'''

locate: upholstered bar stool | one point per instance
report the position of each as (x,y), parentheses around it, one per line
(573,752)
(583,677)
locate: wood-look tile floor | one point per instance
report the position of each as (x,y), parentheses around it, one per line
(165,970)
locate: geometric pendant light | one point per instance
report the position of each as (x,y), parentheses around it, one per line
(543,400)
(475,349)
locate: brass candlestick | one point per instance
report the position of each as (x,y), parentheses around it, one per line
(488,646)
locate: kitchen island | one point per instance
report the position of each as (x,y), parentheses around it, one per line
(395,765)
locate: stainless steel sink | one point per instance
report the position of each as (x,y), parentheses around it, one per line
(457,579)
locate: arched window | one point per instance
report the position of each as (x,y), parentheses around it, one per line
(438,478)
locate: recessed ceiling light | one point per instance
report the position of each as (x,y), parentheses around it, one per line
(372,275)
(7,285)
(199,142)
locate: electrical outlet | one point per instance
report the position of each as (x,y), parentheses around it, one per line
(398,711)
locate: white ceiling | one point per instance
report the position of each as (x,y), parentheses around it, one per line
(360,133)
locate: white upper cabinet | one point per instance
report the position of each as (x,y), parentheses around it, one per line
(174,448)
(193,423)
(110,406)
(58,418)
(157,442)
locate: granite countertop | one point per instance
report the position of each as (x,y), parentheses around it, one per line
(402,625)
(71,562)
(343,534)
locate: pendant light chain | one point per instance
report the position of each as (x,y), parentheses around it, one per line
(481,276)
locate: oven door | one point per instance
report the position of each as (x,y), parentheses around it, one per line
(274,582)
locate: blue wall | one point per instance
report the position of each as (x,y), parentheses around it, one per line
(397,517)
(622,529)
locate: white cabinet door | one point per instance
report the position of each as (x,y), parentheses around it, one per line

'''

Copy every entry above, replacing "locate" with "mark" wherever it occurs and leaving everything else unchanged.

*Full solution*
mark: upholstered bar stool | one point per instance
report the position of each as (x,y), parentheses around it, one per line
(573,752)
(583,677)
mark: wood-look tile floor | one point per instance
report the position of each as (x,y), parentheses around it, one per line
(165,970)
mark: geometric pendant light | one point per instance
report the position of each as (x,y), parentheses around it, one per line
(543,400)
(475,349)
mark: brass candlestick | one point per instance
report the position of each as (x,y), parentheses around it, one per line
(488,646)
mark: kitchen island | one point per instance
report the position of each as (x,y), parentheses around it, one per line
(395,765)
mark: stainless steel sink | one point per instance
report the position of each as (x,y), parentheses around it, one per line
(457,579)
mark: arched window | one point per instance
report the position of each as (x,y), parentheses around it, one per line
(438,478)
mark: recessed ceiling light | one point per instance
report the position of each as (x,y), parentheses around it, one per line
(372,275)
(7,285)
(199,142)
mark: electrical outlet | one point per instance
report the position of each as (x,y), parentheses around it, one per line
(398,711)
mark: white ceiling | one point per instance
report the position of each as (x,y), parentheses around it, one per line
(360,133)
mark: white upper cabinet | one point per instance
report the position of each as (x,y), parentheses around it, one per line
(174,448)
(193,423)
(110,406)
(58,418)
(157,442)
mark: granite countertop | one point per instance
report the position of each as (x,y), parentheses around it, one per line
(402,625)
(71,562)
(343,534)
mark: pendant light chain | one point per instance
report the position of each as (x,y), parentheses around it, one per line
(481,276)
mark: oven door | one point per instance
report the position of each as (x,y), parentheses around it, one per line
(274,582)
mark: blue wall | one point per instance
report the position of each as (x,y), parentheses around it, one per line
(397,517)
(622,529)
mark: white cabinet door | one point per instance
report the position of each as (x,y), parentheses around it, one per line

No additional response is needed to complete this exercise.